Task instructions:
Could you rewrite the records from the line with "request: segment every instance of the red" up to and including the line with "[[[122,70],[122,66],[112,66],[112,65],[106,65],[106,70]]]", keeping the request lines, but with each polygon outline coordinate multiplied by 2.1 and rounded to a whole number, halves rounded up? Leave out the pictures.

Material shown:

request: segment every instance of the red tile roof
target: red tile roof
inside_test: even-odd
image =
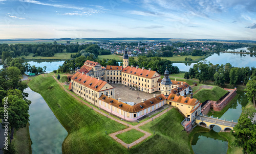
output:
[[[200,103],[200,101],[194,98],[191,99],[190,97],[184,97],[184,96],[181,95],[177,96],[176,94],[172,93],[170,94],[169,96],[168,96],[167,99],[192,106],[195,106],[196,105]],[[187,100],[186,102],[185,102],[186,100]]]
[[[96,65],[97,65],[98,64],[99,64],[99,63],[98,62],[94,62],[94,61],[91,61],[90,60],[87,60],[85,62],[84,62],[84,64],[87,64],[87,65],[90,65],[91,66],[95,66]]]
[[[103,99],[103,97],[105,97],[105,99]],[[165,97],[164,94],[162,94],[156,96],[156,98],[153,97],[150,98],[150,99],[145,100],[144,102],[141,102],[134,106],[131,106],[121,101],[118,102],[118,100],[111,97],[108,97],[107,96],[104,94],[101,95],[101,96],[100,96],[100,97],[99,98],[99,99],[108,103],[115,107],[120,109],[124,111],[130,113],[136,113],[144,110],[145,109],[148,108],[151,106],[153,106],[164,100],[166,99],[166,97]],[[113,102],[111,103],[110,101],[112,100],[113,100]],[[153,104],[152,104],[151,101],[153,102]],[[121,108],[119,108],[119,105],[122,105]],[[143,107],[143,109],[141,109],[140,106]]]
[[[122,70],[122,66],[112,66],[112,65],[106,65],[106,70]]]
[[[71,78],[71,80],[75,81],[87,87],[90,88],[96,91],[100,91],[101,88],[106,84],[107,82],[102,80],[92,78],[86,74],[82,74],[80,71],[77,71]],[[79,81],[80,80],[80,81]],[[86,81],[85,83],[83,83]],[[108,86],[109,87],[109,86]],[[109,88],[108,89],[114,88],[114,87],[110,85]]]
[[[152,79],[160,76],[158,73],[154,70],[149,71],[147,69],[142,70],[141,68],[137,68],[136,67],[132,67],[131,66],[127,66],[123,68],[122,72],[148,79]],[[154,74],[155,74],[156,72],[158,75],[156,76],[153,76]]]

* * *

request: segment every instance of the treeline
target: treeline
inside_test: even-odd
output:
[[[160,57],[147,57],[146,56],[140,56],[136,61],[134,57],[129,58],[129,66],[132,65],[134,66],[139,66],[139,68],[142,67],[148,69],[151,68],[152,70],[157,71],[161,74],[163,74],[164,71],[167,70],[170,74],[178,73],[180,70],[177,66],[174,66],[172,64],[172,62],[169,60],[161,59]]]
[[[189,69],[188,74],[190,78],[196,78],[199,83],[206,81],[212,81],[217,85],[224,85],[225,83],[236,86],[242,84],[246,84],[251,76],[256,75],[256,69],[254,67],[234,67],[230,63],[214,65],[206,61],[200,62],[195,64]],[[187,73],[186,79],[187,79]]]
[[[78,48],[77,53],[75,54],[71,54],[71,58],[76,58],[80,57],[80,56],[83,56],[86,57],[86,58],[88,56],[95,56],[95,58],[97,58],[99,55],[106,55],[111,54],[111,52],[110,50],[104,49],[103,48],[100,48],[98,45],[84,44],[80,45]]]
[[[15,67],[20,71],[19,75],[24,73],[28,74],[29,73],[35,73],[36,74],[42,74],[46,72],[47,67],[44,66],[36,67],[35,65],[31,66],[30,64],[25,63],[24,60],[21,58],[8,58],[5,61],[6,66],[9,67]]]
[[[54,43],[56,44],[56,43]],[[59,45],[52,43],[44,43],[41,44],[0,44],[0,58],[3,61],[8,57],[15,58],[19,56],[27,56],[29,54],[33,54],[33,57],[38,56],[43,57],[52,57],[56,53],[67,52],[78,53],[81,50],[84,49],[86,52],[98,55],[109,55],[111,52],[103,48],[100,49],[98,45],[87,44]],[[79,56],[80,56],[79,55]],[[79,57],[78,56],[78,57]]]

...

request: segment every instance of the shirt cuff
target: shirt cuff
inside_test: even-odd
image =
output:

Result:
request: segment every instance of the red tile roof
target: red tile roof
inside_test: even-odd
image =
output:
[[[420,216],[420,212],[407,206],[401,208],[399,204],[386,204],[386,202],[380,200],[372,202],[370,197],[361,195],[357,197],[355,202],[353,202],[351,208],[403,223],[410,223],[412,221]],[[393,210],[391,214],[389,214],[391,210]]]
[[[202,137],[204,137],[206,134],[208,134],[208,132],[206,130],[197,130],[197,128],[191,128],[189,126],[183,126],[179,130],[176,130],[176,134],[183,134],[183,137],[189,137],[191,139],[200,139]]]
[[[216,208],[216,204],[221,204],[221,208]],[[347,204],[344,197],[340,197],[328,202],[328,206],[321,204],[315,206],[315,208],[305,210],[302,214],[296,214],[281,223],[275,223],[254,212],[248,214],[248,210],[233,204],[227,204],[225,202],[218,197],[212,200],[212,202],[210,202],[210,204],[208,206],[208,208],[227,216],[242,225],[252,229],[260,233],[273,237],[286,237],[302,231],[305,229],[311,227],[317,223],[321,223],[344,210],[349,208],[349,204]],[[237,214],[233,216],[231,212],[235,210],[237,210]],[[321,218],[319,218],[317,212],[321,214]],[[254,227],[250,227],[250,221],[256,221]],[[300,225],[300,229],[296,229],[294,223]]]
[[[256,147],[256,139],[235,139],[235,137],[223,137],[223,147]]]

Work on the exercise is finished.